## Stated goal
Update all the entries below by changing "even-odd rule" to "nonzero winding rule" everywhere it occurs, keeping every other line as it is. Omit the pictures from your answer.
— start Provided records —
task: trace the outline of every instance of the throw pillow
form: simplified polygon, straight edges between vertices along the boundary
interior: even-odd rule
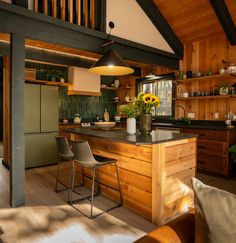
[[[236,242],[236,195],[192,178],[195,243]]]

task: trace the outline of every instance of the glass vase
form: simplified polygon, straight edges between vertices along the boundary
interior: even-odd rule
[[[152,131],[152,114],[143,113],[139,116],[139,131],[142,135],[149,135]]]
[[[136,133],[136,119],[135,118],[127,119],[127,133],[129,135],[134,135]]]

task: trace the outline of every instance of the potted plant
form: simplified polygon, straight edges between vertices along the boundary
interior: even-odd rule
[[[134,135],[136,133],[136,117],[137,117],[137,109],[136,109],[135,102],[129,103],[127,105],[121,105],[119,107],[119,111],[127,117],[127,121],[126,121],[127,133],[130,135]]]
[[[160,107],[160,99],[156,95],[141,92],[135,100],[135,106],[139,113],[139,131],[148,135],[152,131],[151,110]]]

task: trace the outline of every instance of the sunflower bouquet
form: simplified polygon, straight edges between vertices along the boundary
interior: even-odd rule
[[[153,107],[160,107],[160,99],[156,95],[141,92],[135,100],[135,106],[139,114],[150,113]]]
— end Provided records —
## Full answer
task: trace the outline of every instance of the throw pillow
form: simplified polygon, straight edges between vertices along the boundary
interior: nonzero winding rule
[[[236,242],[236,195],[192,178],[195,243]]]

task: trace the outline of every instance of the glass vase
form: simplified polygon, straight edges between vertices along the boundary
interior: nonzero winding rule
[[[152,131],[152,114],[143,113],[139,116],[139,131],[142,135],[149,135]]]
[[[136,133],[136,119],[135,118],[127,119],[127,133],[129,135],[134,135]]]

task: trace the outline of every instance of the potted plant
form: simplified polygon, straight edges between vertices along the boundary
interior: nonzero winding rule
[[[134,135],[136,133],[136,117],[137,117],[137,109],[136,109],[135,102],[129,103],[127,105],[121,105],[119,107],[119,111],[127,117],[127,121],[126,121],[127,133],[130,135]]]
[[[160,107],[160,99],[156,95],[141,92],[135,100],[135,106],[139,113],[139,131],[148,135],[152,131],[151,110]]]

task: trace the outline of every instance of the sunflower bouquet
form: simplified polygon, straight edges between vertices along the boundary
interior: nonzero winding rule
[[[153,107],[160,107],[160,99],[156,95],[141,92],[135,100],[135,106],[139,114],[150,113]]]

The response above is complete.